- _What is expected_
Rewrite every line of the records below as a numbered list, omitting any blank lines and leaving out the pictures.

- _Input records_
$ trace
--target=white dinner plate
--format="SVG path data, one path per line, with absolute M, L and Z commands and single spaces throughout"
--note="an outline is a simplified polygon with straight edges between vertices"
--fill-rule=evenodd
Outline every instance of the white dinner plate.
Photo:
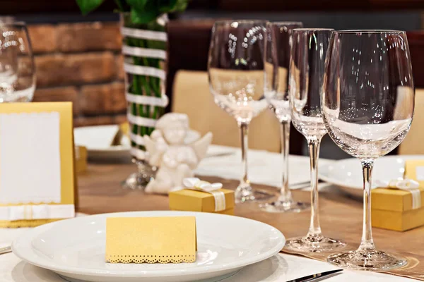
M 390 180 L 404 177 L 405 160 L 424 159 L 424 155 L 386 156 L 375 160 L 372 180 Z M 363 197 L 363 174 L 360 161 L 350 158 L 319 166 L 321 180 L 334 184 L 345 192 Z
M 106 218 L 195 216 L 198 251 L 194 263 L 105 262 Z M 273 227 L 242 217 L 191 212 L 135 212 L 98 214 L 45 224 L 12 244 L 13 253 L 70 281 L 218 281 L 266 259 L 284 247 Z
M 88 157 L 92 159 L 118 159 L 130 157 L 131 141 L 126 135 L 122 136 L 121 145 L 111 146 L 118 132 L 119 125 L 84 126 L 73 129 L 75 145 L 87 148 Z M 184 140 L 190 144 L 200 137 L 200 133 L 190 130 Z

- _Written reply_
1. $ trace
2. --target=white dinner plate
3. --format="SVG path data, one path per line, with absolute M, L and Z commands and single spaces throughout"
4. --note="an outline is a simplified polygon with straight edges between vertices"
5. --fill-rule=evenodd
6. Outline every instance of the white dinner plate.
7. Photo:
8. M 390 180 L 404 177 L 405 160 L 424 159 L 424 155 L 386 156 L 375 160 L 372 180 Z M 363 197 L 363 174 L 360 161 L 350 158 L 319 166 L 321 180 L 334 184 L 345 192 Z
9. M 106 218 L 195 216 L 198 251 L 194 263 L 105 262 Z M 273 227 L 242 217 L 191 212 L 135 212 L 98 214 L 45 224 L 12 244 L 13 253 L 70 281 L 218 281 L 266 259 L 284 247 Z
10. M 88 157 L 92 159 L 118 159 L 130 157 L 131 141 L 126 135 L 122 136 L 121 145 L 111 146 L 118 132 L 119 125 L 84 126 L 73 129 L 75 145 L 87 148 Z M 184 140 L 190 144 L 200 137 L 200 133 L 190 130 Z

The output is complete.